┌─ EXTRAIT DE PAGE

Pourquoi le roman naturaliste est-il en général pessimiste ? N'est-ce pas dire que la vie considérée dans sa réalité est un mal ? La gaieté elle-même n'est-elle pas essentiellement pessimiste, fondée qu'elle est sur le malheur d'autrui ? L'inspiration de la majorité des oeuvres gaies n'est, en effet, pas autre chose que la peinture des ridicules. Je cherche en vain des oeuvres joyeuses : celles qui font pleurer font pleurer, et celles qui font rire devraient logiquement faire pleurer.
(Petits aphorismes (Sur le pessimisme, 8), p.154, Mercure de France T. 6, Octobre 1892)
Le pessimisme s'exprime plus encore par le rire que par les larmes.
(Petits aphorismes (Sur le pessimisme, 9), p.154, Mercure de France T. 6, Octobre 1892)
Le rire est un accès de méchanceté d'un caractère particulier.
(Petits aphorismes (Sur le pessimisme, 10), p.154, Mercure de France T. 6, Octobre 1892)
Le sourire peut parfois être le signe d'une joie bienveillante, le rire jamais.
(Petits aphorismes (Sur le pessimisme, 11), p.154, Mercure de France T. 6, Octobre 1892)
Démocrite était un bien plus grand pessimiste qu'Héraclite.
(Petits aphorismes (Sur le pessimisme, 12), p.154, Mercure de France T. 6, Octobre 1892)
La joie n'est pas joyeuse.
(Petits aphorismes (Sur le pessimisme, 13), p.154, Mercure de France T. 6, Octobre 1892)
Au temps des fables, on aurait pu dire : Dieu, voyant le triste sort de l'homme, imagina, pour l'en distraire, de le faire prendre plaisir à son malheur, et lui donna le rire.
(Petits aphorismes (Sur le pessimisme, 14), p.154, Mercure de France T. 6, Octobre 1892)
On ne devrait rire décemment que de l'homme qui ne sent pas ses imperfections ou s'en satisfait.
(Petits aphorismes (Sur le pessimisme, 15), p.155, Mercure de France T. 6, Octobre 1892)
Le comique et le tragique sont les deux modes du mal.
(Petits aphorismes (Sur le pessimisme, 16), p.155, Mercure de France T. 6, Octobre 1892)
Un bossu ou un aveugle sont, en réalité, tout aussi comiques qu'un avare ou qu'un sot. Pourquoi a-t-on la pudeur de ne pas rire de ceux-là et rit-on de ceux-ci ?
(Petits aphorismes (Sur le pessimisme, 17), p.155, Mercure de France T. 6, Octobre 1892)
Le ridicule est un déguisement que nous jetons sur le mal pour pouvoir le considérer avec plaisir.
(Petits aphorismes (Sur le pessimisme, 18), p.155, Mercure de France T. 6, Octobre 1892)
Dénigrer la vie, c'est lui être ou inférieur, ou supérieur ; l'apprécier, ce n'est jamais que lui être égal.

└─

CONSIGNES À SUIVRE: Dans les aphorismes sur le pessimisme, reprenez le passage allant de "(Petits aphorismes (Sur le pessimisme, 8), p.154, Mercure" jusqu'à "11), p.154, Mercure de France T. 6, Octobre 1892)" en remplaçant "méchanceté" par "malice". Il n'est pas nécessaire de consulter les lignes.

┌─ DONNÉES FOURNIES

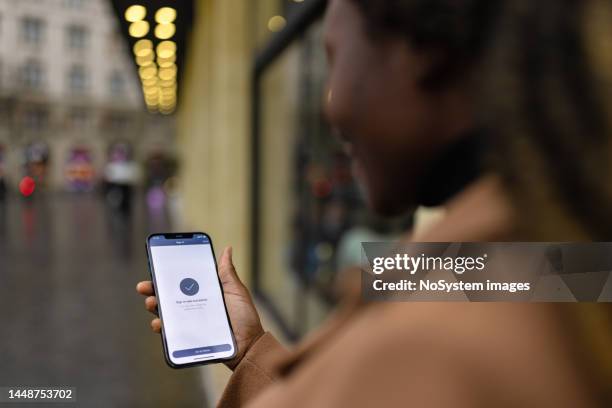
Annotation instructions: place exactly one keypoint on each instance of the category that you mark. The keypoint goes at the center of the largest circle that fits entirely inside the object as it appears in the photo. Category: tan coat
(421, 354)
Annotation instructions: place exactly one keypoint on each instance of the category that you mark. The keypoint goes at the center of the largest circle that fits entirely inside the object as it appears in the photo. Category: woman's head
(400, 86)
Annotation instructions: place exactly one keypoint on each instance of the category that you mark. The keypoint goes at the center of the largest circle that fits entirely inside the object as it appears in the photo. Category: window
(117, 84)
(32, 75)
(32, 30)
(35, 118)
(76, 4)
(78, 118)
(77, 37)
(77, 79)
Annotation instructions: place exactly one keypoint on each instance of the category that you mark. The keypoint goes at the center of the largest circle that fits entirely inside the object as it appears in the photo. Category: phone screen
(190, 301)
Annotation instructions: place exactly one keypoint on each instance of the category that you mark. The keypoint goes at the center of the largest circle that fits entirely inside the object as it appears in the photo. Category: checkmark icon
(189, 286)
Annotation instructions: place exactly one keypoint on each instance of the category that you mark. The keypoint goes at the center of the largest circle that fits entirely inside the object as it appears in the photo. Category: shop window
(32, 75)
(77, 37)
(32, 30)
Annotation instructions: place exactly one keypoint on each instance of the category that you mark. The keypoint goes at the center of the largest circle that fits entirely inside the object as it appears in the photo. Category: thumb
(227, 271)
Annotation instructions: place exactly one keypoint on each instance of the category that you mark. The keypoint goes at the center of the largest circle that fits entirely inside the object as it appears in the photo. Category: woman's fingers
(145, 288)
(151, 304)
(156, 325)
(227, 271)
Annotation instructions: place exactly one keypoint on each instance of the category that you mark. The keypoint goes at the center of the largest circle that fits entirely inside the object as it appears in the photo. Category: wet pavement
(70, 315)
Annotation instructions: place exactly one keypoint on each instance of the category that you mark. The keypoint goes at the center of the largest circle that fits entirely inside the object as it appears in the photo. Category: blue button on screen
(201, 350)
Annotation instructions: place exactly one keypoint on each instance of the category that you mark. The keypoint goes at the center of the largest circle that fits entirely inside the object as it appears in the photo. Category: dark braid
(454, 31)
(554, 117)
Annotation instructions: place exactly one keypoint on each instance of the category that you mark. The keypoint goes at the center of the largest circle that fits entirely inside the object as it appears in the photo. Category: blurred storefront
(66, 83)
(259, 168)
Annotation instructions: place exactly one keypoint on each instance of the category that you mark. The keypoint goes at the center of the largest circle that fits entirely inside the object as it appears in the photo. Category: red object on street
(27, 186)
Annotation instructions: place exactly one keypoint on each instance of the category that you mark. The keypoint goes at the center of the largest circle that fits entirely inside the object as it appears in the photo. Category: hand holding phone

└─

RÉSULTAT DE LA TÂCHE:
(Petits aphorismes (Sur le pessimisme, 8), p.154, Mercure de France T. 6, Octobre 1892)
Le pessimisme s'exprime plus encore par le rire que par les larmes.
(Petits aphorismes (Sur le pessimisme, 9), p.154, Mercure de France T. 6, Octobre 1892)
Le rire est un accès de malice d'un caractère particulier.
(Petits aphorismes (Sur le pessimisme, 10), p.154, Mercure de France T. 6, Octobre 1892)
Le sourire peut parfois être le signe d'une joie bienveillante, le rire jamais.
(Petits aphorismes (Sur le pessimisme, 11), p.154, Mercure de France T. 6, Octobre 1892)